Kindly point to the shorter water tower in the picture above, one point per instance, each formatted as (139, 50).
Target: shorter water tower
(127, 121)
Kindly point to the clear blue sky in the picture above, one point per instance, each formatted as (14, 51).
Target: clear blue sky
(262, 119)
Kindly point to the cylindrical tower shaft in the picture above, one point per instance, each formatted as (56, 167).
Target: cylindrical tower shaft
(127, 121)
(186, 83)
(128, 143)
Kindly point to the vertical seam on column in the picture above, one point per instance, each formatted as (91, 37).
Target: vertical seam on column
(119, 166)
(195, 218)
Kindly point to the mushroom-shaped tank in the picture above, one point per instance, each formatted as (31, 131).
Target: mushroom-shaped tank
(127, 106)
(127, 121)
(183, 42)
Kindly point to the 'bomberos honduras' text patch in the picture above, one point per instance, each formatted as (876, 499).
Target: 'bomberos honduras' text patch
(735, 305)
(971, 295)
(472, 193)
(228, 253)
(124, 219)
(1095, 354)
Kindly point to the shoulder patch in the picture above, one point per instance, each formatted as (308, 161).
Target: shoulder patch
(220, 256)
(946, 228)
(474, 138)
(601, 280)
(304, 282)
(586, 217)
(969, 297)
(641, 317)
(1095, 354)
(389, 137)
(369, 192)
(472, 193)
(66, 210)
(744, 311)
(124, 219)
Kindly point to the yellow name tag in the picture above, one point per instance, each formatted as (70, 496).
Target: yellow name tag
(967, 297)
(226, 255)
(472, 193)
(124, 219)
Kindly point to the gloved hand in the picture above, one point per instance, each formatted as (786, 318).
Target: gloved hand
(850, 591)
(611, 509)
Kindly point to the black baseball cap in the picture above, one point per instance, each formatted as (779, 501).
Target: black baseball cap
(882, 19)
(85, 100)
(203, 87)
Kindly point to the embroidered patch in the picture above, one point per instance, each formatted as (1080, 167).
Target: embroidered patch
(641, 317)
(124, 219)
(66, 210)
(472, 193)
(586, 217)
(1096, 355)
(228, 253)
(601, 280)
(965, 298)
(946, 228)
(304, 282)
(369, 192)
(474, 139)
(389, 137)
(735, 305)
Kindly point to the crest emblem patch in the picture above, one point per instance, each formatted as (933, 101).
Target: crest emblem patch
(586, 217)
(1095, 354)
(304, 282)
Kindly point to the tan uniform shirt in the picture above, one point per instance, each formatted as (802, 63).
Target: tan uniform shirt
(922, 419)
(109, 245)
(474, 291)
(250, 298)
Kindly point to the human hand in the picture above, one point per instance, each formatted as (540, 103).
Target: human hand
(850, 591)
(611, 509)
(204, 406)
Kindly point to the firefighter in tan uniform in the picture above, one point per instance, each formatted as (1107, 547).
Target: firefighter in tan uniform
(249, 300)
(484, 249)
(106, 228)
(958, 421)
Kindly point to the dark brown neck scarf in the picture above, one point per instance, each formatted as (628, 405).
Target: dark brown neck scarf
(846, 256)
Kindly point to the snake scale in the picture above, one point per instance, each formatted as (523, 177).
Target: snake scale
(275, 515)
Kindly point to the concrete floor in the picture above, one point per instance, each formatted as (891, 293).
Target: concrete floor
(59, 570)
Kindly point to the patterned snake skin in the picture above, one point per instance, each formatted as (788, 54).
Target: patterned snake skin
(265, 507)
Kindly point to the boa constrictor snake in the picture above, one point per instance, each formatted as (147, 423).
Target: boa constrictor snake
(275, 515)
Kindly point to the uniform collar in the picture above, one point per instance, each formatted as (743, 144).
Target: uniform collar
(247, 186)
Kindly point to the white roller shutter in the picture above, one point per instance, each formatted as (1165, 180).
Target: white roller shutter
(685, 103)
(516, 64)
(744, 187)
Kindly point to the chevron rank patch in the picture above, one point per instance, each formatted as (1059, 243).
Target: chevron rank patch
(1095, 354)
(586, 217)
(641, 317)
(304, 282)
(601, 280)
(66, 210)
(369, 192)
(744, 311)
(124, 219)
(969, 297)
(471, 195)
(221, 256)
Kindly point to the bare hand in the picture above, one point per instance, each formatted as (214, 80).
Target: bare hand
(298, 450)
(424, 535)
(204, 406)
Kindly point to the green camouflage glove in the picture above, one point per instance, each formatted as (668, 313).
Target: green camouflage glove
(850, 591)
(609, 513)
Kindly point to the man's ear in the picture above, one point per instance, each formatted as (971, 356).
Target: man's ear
● ● ● ● ●
→ **GOAL**:
Repeat every record, keeping each word and mark exactly as it is.

→ **TASK ANSWER**:
Kindly point to the shorter water tower in the picture above, one point per instance, each formatted as (139, 50).
Target: shorter water tower
(127, 121)
Kindly point to the clear blue sky in the picture above, one point per instance, each formatted as (14, 51).
Target: clear blue sky
(262, 119)
Kindly point to the cylindrical tower shaft in the picture above, one point per instance, each formatted as (56, 167).
Target: cylindrical tower shaft
(127, 121)
(186, 83)
(128, 143)
Kindly point to the vertical seam on column in the picture above, one point per instance, each formatted as (91, 37).
Target: vertical seam on column
(119, 166)
(195, 218)
Kindly point to the mushroom-shaped tank in the picture above, one point per instance, each formatted as (31, 131).
Target: mushroom-shaped tank
(127, 106)
(127, 121)
(183, 42)
Kindly point to the 'bomberos honduras' text patch in the picture above, one point per instance, each formatted as (876, 499).
Target: 'bomberos honduras' text patch
(735, 305)
(971, 295)
(472, 193)
(228, 253)
(124, 219)
(1095, 354)
Kindly point to the shoulder patch in the picture above, one point per instance, each formatted as (308, 161).
Target: shoulder patch
(220, 256)
(946, 228)
(474, 138)
(601, 280)
(304, 282)
(586, 217)
(969, 297)
(641, 317)
(1095, 354)
(389, 137)
(369, 192)
(472, 193)
(66, 210)
(744, 311)
(124, 219)
Kindly point to the yellow name tag in the picture above, one point per instance, each formatted as (70, 496).
Target: yellow name tag
(967, 297)
(226, 255)
(472, 193)
(124, 219)
Kindly point to the gloved hand in the picture above, one point per instance, each formatted as (786, 318).
Target: gloved hand
(850, 591)
(611, 509)
Kindly point to the black baseball cap in the picture above, one point per instance, each formatted as (779, 501).
Target: black baseball cap
(882, 19)
(85, 100)
(203, 87)
Kindly point to the embroidered patch in the picture above, one point per instance, each formatted as (1080, 167).
Target: embroidered patch
(641, 317)
(124, 219)
(66, 210)
(472, 193)
(586, 217)
(1096, 355)
(228, 253)
(601, 280)
(965, 298)
(946, 228)
(304, 282)
(369, 192)
(474, 139)
(389, 137)
(735, 305)
Kindly point to the crest emblem patch in the picture above, one point per instance, each formatted as (933, 101).
Target: crest emblem patch
(586, 217)
(1095, 354)
(304, 282)
Kindly point to the tan uniform shirt in the picture above, one point per instance, each formatted as (802, 63).
Target: tan uniform shirt
(922, 419)
(109, 245)
(474, 291)
(250, 298)
Kindly point to the human hand in the picture above, one point per instance, each formatted as (540, 103).
Target: human hand
(850, 591)
(611, 509)
(204, 406)
Kindly point to the firefighter in tan uniform in the picture above, one point per instance, each formatted as (1107, 547).
Target: firefighter in tan uniform
(249, 300)
(484, 249)
(106, 228)
(958, 421)
Kindly point to the dark brown neck scarf in the picture above, one point per instance, each formatted as (628, 405).
Target: dark brown neck scarf
(846, 256)
Kindly point to the snake scale in the picture above, one point per instance, each formatted as (523, 177).
Target: snake scale
(275, 515)
Kindly point to the concrete floor in the picture above, one point per instance, each formatted as (891, 293).
Target: concrete floor
(59, 570)
Kindly point to the patterned snake skin in the picture above, one point per instance, each formatted as (788, 54).
Target: patterned snake skin
(265, 507)
Kindly point to the boa constrictor snake in the picture above, one point per instance, each formatted as (147, 423).
Target: boa constrictor snake
(275, 515)
Kindly point to the uniform collar in the picture above, one point per instance, each formatted as (743, 144).
Target: uniform collar
(247, 186)
Kindly point to the white roller shutter in the picture above, one point per instance, each formatted as (1165, 180).
Target: white roller shutter
(685, 103)
(516, 64)
(744, 187)
Kindly point to the chevron rank patch in the picture above, one point per instance, each formatted as (1059, 243).
Target: chevron rank patch
(1095, 354)
(586, 217)
(641, 317)
(304, 282)
(601, 280)
(66, 210)
(369, 192)
(744, 311)
(124, 219)
(969, 297)
(471, 195)
(221, 256)
Kindly point to the bare hand in the picture above, one point per instance, each formatted as (214, 80).
Target: bare hand
(298, 450)
(424, 535)
(204, 406)
Kindly point to the green camouflage glove in the picture above, one point per instance, each formatted as (668, 313).
Target: green camouflage glove
(850, 591)
(609, 513)
Kindly point to the man's ear in the picture above, one point per instance, each formatted as (971, 356).
Target: man's ear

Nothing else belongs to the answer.